(CHALLENGES):
A - In the account of building PDF Assembler, copy out the part that opens with the words containing "I wrote this" and closes with "time much slower.".
B - Write what comes next in the account of building PDF Assembler, beginning after its final sentence.

(PASSAGE PROVIDED):
START
I wrote this library to work as part of an online service to help lawyers
assemble Exhibits (www.magicexhibits.com).

The first version of that site uploaded everything to a server, where I used
QPDF and Hummus to put everything together into a big .pdf, then downloaded
the result. It worked, but it was slow.

The second version used an Emscripten encoded version of qpdf[0] to move part
of the processing client-side (meaning into the browser), which made the
processing faster. But even after compressing as much as possible, the
Emscripten qpdf.js was 4mb, which made the site load time much slower.

So, finally, I wrote PDF Assembler, which loads fast and does almost all of
what I need. If someone loads a document I can't process with JavaScript
alone, like a .docx file, I still have to send that to a server to convert to
a .pdf. But PDF Assembler does the majority of the processing right in the
browser, which makes the site a LOT faster. And, as a nice side effect, our
users like the improved privacy protection, because as long as all their input
files are .pdfs, those files never leave their computer.
END
(LISTING):
START
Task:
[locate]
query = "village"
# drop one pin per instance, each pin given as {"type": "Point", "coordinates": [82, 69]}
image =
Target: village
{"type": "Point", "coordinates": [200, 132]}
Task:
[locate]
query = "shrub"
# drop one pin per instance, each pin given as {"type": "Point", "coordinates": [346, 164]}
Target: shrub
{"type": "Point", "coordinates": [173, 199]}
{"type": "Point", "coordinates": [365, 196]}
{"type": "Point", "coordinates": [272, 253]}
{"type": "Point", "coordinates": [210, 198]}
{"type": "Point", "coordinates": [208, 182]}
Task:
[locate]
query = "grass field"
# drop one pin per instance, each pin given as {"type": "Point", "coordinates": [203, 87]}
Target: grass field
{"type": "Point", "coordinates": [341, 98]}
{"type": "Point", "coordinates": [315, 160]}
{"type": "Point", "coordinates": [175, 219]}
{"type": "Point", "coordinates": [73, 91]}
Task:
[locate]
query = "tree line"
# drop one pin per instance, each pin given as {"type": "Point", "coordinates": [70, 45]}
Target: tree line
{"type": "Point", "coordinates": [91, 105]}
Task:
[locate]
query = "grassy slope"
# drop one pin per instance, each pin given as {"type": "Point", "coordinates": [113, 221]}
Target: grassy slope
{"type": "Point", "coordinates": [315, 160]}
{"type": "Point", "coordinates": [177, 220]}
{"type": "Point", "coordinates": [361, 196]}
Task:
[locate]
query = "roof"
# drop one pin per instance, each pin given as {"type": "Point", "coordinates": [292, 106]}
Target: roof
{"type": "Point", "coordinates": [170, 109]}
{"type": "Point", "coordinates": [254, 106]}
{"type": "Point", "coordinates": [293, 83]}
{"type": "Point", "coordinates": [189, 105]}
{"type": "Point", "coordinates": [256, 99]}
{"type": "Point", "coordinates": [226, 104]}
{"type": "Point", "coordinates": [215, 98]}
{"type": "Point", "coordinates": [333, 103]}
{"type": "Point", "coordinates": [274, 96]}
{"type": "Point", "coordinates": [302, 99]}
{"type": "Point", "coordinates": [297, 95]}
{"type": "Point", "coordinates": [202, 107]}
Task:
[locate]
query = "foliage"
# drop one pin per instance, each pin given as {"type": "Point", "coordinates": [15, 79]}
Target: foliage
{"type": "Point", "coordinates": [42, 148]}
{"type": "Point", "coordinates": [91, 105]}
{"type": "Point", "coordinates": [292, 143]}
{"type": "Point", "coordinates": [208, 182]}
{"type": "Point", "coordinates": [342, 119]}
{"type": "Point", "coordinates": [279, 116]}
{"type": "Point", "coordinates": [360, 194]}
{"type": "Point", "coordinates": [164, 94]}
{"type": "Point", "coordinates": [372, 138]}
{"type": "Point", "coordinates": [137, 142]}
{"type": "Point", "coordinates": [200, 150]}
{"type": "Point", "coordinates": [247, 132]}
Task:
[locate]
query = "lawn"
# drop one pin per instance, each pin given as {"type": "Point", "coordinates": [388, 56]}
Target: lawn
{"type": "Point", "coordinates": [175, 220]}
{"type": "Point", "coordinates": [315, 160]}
END
(ANSWERS PER TASK):
A -
I wrote this library to work as part of an online service to help lawyers
assemble Exhibits (www.magicexhibits.com).

The first version of that site uploaded everything to a server, where I used
QPDF and Hummus to put everything together into a big .pdf, then downloaded
the result. It worked, but it was slow.

The second version used an Emscripten encoded version of qpdf[0] to move part
of the processing client-side (meaning into the browser), which made the
processing faster. But even after compressing as much as possible, the
Emscripten qpdf.js was 4mb, which made the site load time much slower.

B -
Personally, I use QPDF on the command line (in OS X) quite a bit, and I've
also used PDFTk and Hummus on my local computer. But our users aren't as
computer savvy, so it was important to make a solution for them that was as
simple as possible - meaning one that didn't involve downloading and
installing any software. So an SPA is an ideal solution for them, and an SPA
that uploads as little as possible to the server is even better.

[0] [https://github.com/jrmuizel/qpdf.js](https://github.com/jrmuizel/qpdf.js)